◆ **REQUEST**:
Please count the lines of the records below that contain the string "target", with case counting, and reply with the number alone.

______________________________

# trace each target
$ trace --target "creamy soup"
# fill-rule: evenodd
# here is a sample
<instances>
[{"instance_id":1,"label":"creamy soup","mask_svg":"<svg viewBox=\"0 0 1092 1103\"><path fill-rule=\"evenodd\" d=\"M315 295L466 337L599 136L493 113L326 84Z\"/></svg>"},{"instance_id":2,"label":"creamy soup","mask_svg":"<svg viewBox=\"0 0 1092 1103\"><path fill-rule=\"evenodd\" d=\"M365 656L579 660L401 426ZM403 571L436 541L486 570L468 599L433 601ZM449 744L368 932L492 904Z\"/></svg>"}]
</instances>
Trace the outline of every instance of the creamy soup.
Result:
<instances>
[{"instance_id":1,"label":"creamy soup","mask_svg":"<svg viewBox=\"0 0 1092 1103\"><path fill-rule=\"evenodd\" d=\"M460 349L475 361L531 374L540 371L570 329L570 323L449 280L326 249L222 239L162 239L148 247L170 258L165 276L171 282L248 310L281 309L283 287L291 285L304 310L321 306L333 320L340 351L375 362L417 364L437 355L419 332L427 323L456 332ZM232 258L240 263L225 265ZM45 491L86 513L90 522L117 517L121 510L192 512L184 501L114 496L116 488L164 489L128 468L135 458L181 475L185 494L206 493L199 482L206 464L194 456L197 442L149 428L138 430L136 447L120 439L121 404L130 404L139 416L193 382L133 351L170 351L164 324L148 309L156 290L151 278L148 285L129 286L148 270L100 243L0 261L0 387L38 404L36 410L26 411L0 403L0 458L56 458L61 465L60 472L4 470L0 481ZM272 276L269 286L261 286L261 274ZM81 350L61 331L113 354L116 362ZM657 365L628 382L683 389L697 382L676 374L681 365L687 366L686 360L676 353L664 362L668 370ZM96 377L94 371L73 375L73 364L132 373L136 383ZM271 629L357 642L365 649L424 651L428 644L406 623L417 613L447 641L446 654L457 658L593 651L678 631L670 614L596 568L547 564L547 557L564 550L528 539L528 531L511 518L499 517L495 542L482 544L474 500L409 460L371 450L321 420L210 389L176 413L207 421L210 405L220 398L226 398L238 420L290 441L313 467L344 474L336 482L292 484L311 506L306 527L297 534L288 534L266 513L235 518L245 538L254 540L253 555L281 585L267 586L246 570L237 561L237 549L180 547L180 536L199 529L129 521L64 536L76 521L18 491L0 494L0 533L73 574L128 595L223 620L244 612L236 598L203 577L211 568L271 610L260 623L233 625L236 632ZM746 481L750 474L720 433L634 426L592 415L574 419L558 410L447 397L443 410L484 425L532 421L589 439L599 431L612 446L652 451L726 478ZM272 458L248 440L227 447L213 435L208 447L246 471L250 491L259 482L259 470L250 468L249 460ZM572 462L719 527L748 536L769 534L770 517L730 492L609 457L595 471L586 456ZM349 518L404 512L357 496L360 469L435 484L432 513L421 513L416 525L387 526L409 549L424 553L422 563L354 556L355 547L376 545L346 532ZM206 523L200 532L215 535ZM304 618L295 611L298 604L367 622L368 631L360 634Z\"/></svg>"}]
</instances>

______________________________

◆ **RESPONSE TO THE TASK**:
2